Directive
Turn the lines of the entries below into a numbered list with blank lines omitted, starting at the line with "Would you be able to indicate the table" and continuing up to and including the final line of the entries.

Materials provided
-- begin --

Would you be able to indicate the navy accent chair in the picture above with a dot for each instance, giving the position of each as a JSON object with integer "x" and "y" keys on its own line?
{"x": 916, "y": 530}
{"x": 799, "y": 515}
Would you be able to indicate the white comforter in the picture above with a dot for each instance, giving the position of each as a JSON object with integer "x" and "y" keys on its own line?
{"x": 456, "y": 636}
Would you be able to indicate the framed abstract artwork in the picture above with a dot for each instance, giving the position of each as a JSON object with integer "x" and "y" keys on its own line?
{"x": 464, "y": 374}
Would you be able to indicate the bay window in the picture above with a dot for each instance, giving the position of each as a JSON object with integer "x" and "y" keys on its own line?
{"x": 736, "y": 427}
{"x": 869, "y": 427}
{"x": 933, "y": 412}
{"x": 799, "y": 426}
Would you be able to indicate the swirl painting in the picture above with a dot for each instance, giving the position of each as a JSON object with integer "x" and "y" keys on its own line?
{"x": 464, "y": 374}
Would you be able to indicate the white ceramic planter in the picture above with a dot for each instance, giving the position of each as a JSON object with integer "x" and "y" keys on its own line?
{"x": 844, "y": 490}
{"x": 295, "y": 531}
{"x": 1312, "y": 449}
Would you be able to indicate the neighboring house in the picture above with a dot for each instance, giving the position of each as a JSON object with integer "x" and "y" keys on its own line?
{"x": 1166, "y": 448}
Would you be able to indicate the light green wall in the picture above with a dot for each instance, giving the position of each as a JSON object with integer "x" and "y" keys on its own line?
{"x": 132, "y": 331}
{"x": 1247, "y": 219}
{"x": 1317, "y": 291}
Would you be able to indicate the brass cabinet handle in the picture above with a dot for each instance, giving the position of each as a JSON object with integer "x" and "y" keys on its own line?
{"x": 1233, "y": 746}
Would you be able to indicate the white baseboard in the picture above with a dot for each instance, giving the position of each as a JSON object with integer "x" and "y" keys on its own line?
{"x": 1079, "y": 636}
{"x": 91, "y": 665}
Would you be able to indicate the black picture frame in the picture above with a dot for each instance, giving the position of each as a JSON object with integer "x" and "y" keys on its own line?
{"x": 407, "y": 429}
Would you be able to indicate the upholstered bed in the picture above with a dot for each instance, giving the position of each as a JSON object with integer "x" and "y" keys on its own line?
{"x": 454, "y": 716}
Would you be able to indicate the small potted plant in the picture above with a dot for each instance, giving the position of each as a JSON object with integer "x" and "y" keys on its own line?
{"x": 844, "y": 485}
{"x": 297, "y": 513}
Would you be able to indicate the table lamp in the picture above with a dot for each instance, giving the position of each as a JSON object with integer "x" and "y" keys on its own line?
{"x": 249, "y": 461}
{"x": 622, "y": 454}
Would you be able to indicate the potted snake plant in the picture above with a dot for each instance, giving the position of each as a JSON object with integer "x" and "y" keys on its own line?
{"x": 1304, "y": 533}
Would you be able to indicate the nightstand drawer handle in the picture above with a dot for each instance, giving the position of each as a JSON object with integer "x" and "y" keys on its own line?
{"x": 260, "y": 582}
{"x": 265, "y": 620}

-- end --

Written reply
1. Would you be able to indicate the table lamp in the picture above with a dot for each instance, giving the position of each as a JSON object with integer "x" and "y" keys on its own line?
2. {"x": 249, "y": 461}
3. {"x": 622, "y": 454}
4. Would you be able to indicate the potted snake plant in the picture above with a dot for each instance, giving the position of each as a JSON object with integer "x" and "y" keys on its own line?
5. {"x": 1304, "y": 533}
6. Would you be able to indicate the nightstand drawer handle in the picture above with a dot for each instance, giving the position of each as a JSON object with integer "x" and "y" keys on its own line?
7. {"x": 260, "y": 582}
8. {"x": 265, "y": 620}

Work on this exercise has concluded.